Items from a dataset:
★ ★ ★

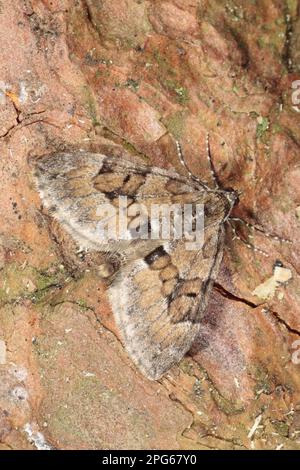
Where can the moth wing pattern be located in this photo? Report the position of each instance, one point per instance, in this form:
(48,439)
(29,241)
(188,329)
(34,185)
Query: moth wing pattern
(161,289)
(73,186)
(158,306)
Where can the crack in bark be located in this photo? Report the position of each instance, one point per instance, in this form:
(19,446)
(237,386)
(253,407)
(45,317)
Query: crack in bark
(228,295)
(284,323)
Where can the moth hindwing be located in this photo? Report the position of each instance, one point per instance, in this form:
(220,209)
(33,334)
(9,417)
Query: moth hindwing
(161,289)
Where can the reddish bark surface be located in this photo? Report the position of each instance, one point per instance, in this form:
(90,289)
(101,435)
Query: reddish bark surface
(132,75)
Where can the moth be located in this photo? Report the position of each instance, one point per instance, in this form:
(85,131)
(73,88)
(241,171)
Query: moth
(160,289)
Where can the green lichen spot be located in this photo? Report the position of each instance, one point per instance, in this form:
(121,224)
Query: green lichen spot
(263,125)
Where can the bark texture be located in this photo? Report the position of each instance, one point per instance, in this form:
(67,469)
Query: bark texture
(126,75)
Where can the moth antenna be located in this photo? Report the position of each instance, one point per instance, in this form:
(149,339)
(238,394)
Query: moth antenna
(261,230)
(245,242)
(211,164)
(183,163)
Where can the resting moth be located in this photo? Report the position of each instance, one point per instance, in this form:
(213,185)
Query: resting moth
(161,289)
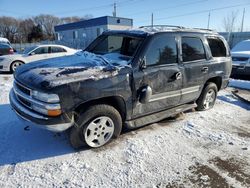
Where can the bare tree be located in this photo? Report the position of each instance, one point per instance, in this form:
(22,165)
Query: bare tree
(9,28)
(47,22)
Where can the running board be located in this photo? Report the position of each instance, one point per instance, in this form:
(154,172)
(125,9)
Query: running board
(149,119)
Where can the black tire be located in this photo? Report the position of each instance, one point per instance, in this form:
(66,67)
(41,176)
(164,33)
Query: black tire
(77,135)
(203,101)
(13,67)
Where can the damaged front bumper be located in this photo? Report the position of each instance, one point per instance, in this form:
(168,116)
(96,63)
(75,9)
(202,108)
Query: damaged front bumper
(55,124)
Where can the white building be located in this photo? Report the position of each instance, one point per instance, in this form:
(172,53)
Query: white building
(82,33)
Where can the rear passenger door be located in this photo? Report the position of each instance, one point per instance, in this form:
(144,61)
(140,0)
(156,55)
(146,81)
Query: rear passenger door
(162,74)
(195,65)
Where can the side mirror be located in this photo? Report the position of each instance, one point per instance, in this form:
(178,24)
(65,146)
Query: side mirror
(142,63)
(145,95)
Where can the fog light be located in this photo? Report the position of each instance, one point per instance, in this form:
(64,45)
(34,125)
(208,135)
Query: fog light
(55,112)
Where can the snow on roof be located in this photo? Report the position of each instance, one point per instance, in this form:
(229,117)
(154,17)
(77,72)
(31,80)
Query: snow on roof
(4,40)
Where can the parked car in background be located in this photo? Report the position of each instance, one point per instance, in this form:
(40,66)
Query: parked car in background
(241,59)
(4,40)
(35,53)
(6,49)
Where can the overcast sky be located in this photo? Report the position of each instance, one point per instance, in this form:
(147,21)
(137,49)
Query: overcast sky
(189,13)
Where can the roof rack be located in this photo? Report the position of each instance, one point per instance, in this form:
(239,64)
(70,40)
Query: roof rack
(204,29)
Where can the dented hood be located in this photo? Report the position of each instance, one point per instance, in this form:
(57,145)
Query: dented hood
(63,70)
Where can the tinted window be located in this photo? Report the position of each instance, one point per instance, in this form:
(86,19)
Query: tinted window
(192,49)
(4,46)
(57,50)
(217,47)
(162,50)
(42,50)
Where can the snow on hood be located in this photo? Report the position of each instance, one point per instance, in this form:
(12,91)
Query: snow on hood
(78,67)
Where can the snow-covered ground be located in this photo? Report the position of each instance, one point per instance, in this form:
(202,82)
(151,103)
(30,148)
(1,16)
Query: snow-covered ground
(200,149)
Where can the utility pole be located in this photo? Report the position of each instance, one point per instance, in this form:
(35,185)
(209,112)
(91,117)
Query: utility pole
(152,20)
(208,21)
(114,12)
(242,22)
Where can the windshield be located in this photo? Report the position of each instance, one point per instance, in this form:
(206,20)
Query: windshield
(116,44)
(27,50)
(242,46)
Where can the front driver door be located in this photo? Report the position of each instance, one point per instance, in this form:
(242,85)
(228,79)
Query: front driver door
(162,74)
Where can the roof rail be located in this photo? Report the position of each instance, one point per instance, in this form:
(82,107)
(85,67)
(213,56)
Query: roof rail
(163,26)
(204,29)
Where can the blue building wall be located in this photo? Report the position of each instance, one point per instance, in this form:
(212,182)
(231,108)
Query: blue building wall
(82,33)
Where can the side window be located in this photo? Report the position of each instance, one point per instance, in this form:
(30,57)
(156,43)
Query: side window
(192,49)
(162,50)
(57,50)
(41,50)
(217,47)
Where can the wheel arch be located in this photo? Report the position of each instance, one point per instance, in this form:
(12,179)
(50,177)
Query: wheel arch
(217,80)
(16,60)
(116,101)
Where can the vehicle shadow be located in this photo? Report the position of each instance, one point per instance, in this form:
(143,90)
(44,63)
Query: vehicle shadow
(234,101)
(19,143)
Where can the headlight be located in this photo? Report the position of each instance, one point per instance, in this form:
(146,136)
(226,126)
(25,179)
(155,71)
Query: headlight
(49,110)
(44,97)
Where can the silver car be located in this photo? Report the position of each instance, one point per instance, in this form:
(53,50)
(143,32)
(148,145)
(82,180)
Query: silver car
(35,53)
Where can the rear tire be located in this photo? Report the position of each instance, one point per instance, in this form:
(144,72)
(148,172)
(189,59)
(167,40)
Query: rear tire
(207,98)
(96,126)
(14,65)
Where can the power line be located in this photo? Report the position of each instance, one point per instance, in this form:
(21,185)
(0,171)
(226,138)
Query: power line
(94,7)
(199,12)
(170,7)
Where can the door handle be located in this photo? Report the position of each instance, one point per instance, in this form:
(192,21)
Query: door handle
(204,69)
(178,76)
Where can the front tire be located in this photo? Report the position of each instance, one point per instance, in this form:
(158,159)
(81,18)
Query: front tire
(96,127)
(207,98)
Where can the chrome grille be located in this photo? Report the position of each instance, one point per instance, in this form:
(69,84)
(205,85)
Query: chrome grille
(22,88)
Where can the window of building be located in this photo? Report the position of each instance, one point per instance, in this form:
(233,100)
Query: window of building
(192,49)
(99,31)
(41,50)
(217,47)
(162,50)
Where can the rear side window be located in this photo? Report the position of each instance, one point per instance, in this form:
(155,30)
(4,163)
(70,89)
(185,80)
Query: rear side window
(57,50)
(41,50)
(217,47)
(192,49)
(162,50)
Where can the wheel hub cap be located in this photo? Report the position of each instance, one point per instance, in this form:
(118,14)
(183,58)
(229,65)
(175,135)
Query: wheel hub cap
(209,99)
(99,131)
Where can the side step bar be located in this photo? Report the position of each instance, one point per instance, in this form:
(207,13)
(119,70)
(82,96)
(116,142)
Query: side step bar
(149,119)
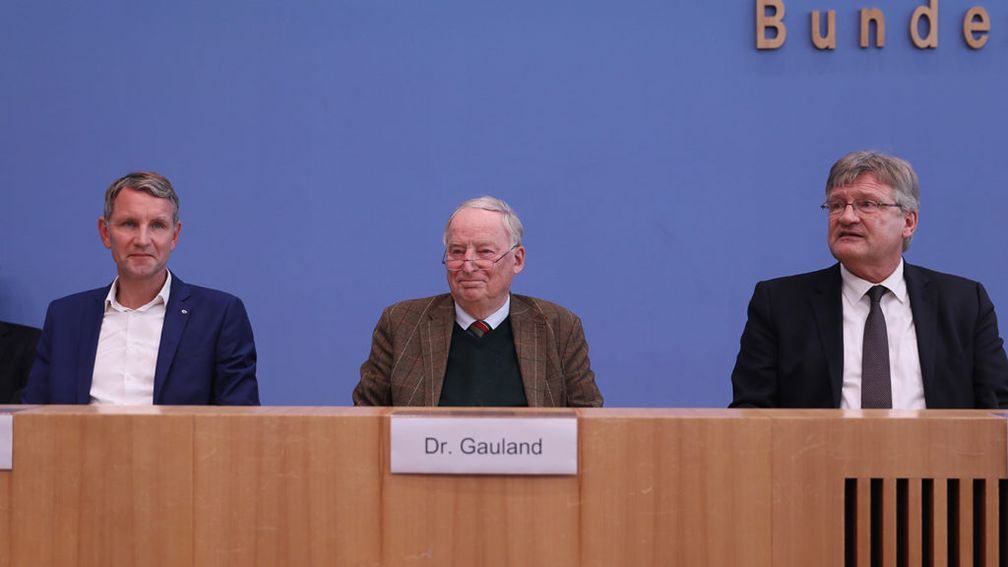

★ ★ ★

Problem statement. The response should repeat each record precisely and contain no pictures.

Response area.
Where can the moth wing pattern be located in this photo? Report the position of each instance, one point per instance, in this form:
(48,439)
(29,241)
(188,329)
(34,185)
Query: moth wing pattern
(161,289)
(73,186)
(158,306)
Where can the crack in bark be located in this photo? Report the position of each instance, one point per instance, in this form:
(19,446)
(237,386)
(253,407)
(45,317)
Query: crack in bark
(228,295)
(284,323)
Where can the moth hindwing be located in this photo? Report the position of each instance, one point per instance, in this form:
(220,209)
(33,334)
(9,417)
Query: moth hindwing
(161,289)
Where can the reddish bark surface be located in this photo? Report the position of each instance, one point per instance, in this form:
(90,289)
(101,435)
Query: reddish bark surface
(132,75)
Where can the moth be located in this photo? Report the position of each instance, one point per instance, in this form:
(85,131)
(73,88)
(241,171)
Query: moth
(160,289)
Where can the green lichen spot be located in this photo? Report the position of each instance, one point per instance, in this form:
(121,224)
Query: green lichen spot
(263,125)
Where can the bark texture be located in this photo? Report the position of each instance, one point per instance, in this form:
(67,469)
Query: bark texture
(126,75)
Where can the moth antenna be located in this photo? Report the position of each instance, one point per instance, in this form:
(149,339)
(238,394)
Query: moth antenna
(261,230)
(245,242)
(211,164)
(183,163)
Where can the resting moth be located in this photo? Report the position of each instance, one point per instance, in this form:
(213,185)
Query: resting moth
(161,289)
Where can the bare tree be located in this photo? Report the position of each instance, one point per instance, in this form:
(22,165)
Query: bare tree
(9,28)
(47,22)
Where can the running board be located in this photo? Report the position of each instance, one point per instance, in this form:
(154,172)
(125,9)
Query: running board
(149,119)
Where can the black tire be located in this photo? Report the position of each instance, one point per instance, in this form:
(66,67)
(41,176)
(164,33)
Query: black tire
(77,135)
(203,101)
(13,67)
Where can the damaged front bumper be located in this photo? Report the position of each instance, one point per instance, in this form:
(168,116)
(96,63)
(75,9)
(202,108)
Query: damaged front bumper
(55,124)
Where can the white building be located in this photo? Report the position of each instance, one point per instance, in this form:
(172,53)
Query: white building
(82,33)
Where can the rear passenger door be located in this photo? Report the position of each instance, one point per instance, in this form:
(144,61)
(140,0)
(156,55)
(146,81)
Query: rear passenger door
(162,74)
(195,65)
Where can the side mirror be located in this photo? Report the position of each instance, one point per instance, in this form:
(178,24)
(65,146)
Query: side mirror
(142,63)
(145,95)
Where can the fog light be located in this photo? Report the position of each instance, one point per instance, in this form:
(64,45)
(34,125)
(208,135)
Query: fog light
(55,112)
Where can the snow on roof be located in this photo? Report the position of each instance, one point per instance, in this form:
(229,117)
(154,17)
(77,72)
(31,80)
Query: snow on roof
(4,40)
Where can the parked car in background be located in this photo? Report the position of each instance, one point per instance, in this form:
(40,66)
Query: parked car in background
(241,59)
(4,40)
(35,53)
(6,49)
Where can the overcast sky be located in this photo? Report the position of each instance, one point per instance, in this form:
(147,21)
(137,49)
Query: overcast sky
(189,13)
Where can the roof rack be located in this photo? Report the position of each instance, one point per instance, in this form:
(239,64)
(70,40)
Query: roof rack
(204,29)
Where can the dented hood be located in this photo? Report the position of each instance, one point per instance, in this form:
(57,145)
Query: dented hood
(63,70)
Where can the tinted window be located in this photo? Report the position of each instance, one point per instance, in this form:
(86,19)
Query: tinted window
(192,49)
(4,46)
(57,50)
(217,47)
(162,50)
(42,50)
Where can the snow on hood be located in this photo? Report the position of each instance, one point per instance, in this form:
(12,91)
Query: snow on hood
(78,67)
Where can the snow-covered ground be located in this photo? Report the position of each instance, one point per instance, in this form:
(202,82)
(151,103)
(30,148)
(1,16)
Query: snow-covered ground
(200,149)
Where can the utility pole be located in this photo? Report the position of each instance, one point per instance, in this form:
(35,185)
(209,112)
(91,117)
Query: utility pole
(152,20)
(208,21)
(114,12)
(242,22)
Where can the windshield be located in this photo? Report the position of each instance, one point per instance, in this form:
(206,20)
Query: windshield
(116,44)
(27,50)
(242,46)
Where can the front driver door be located in this photo? Report the position of each instance, one point per instance, in this form:
(242,85)
(228,79)
Query: front driver door
(162,74)
Where can the roof rail be located in this photo? Report the position of each instance, one point per instance, in this form:
(82,107)
(85,67)
(213,56)
Query: roof rail
(163,26)
(204,29)
Where can the blue building wall be located in this photo? Report the position of each instance, one point per instance, in this form:
(212,182)
(231,108)
Query: blue building wall
(82,33)
Where can the side window be located in this photo? Report the position of each instance, one point per instance, in this form:
(30,57)
(156,43)
Query: side window
(192,49)
(162,50)
(57,50)
(41,50)
(217,47)
Where can the wheel arch be located in this photo? Report the position of each instance, one point per instance, in this form:
(12,179)
(50,177)
Query: wheel arch
(217,80)
(16,60)
(116,101)
Where can the vehicle shadow be located in this photo? Report the position of each instance, one point per instance, in this form:
(143,90)
(44,63)
Query: vehicle shadow
(234,101)
(19,143)
Where can the headlight be located in this photo? Report the position of each instance, one point per instance, in this form:
(146,136)
(226,126)
(25,179)
(155,71)
Query: headlight
(49,110)
(44,97)
Where can the silver car be located in this photo? Report the position of each instance, one point per instance, in this form:
(53,50)
(143,32)
(148,145)
(82,180)
Query: silver car
(35,53)
Where can the rear tire be located in this photo? Report the position of each instance, one point per instance, in this form:
(144,72)
(148,172)
(189,59)
(167,40)
Query: rear tire
(207,98)
(96,126)
(14,65)
Where can the power line be located in this photo? Report the position of each instance, one point per instance, in this form:
(21,185)
(0,171)
(226,138)
Query: power line
(94,7)
(199,12)
(170,7)
Where can the door handle be located in this photo? Report the position of each instance, one point per instance, in this form:
(192,21)
Query: door handle
(204,69)
(178,76)
Where can the front tire be located in this photo? Report the position of each instance, one point per instance, in this form:
(158,159)
(81,18)
Query: front tire
(96,127)
(207,98)
Where can the chrome grille be located in this photo? Report the position of each instance, one point per instance, in this form:
(69,84)
(205,85)
Query: chrome grille
(22,88)
Where can the window of building be located in this photo? Report the position of each instance, one point per instance, in this form:
(233,100)
Query: window of building
(192,49)
(99,31)
(41,50)
(217,47)
(162,50)
Where can the rear side window be located in this photo? Report the position of each instance, one point per instance, in this form:
(155,30)
(4,163)
(70,89)
(185,80)
Query: rear side window
(57,50)
(41,50)
(217,47)
(192,49)
(162,50)
Where can the wheel hub cap be located in this photo? Report the position of each instance, one point per instance, in this form:
(118,14)
(183,58)
(229,65)
(175,135)
Query: wheel hub cap
(209,99)
(99,131)
Where can the side step bar be located in this photo? Report the position of each instance, one point per instance, in this form:
(207,13)
(119,70)
(82,96)
(116,142)
Query: side step bar
(149,119)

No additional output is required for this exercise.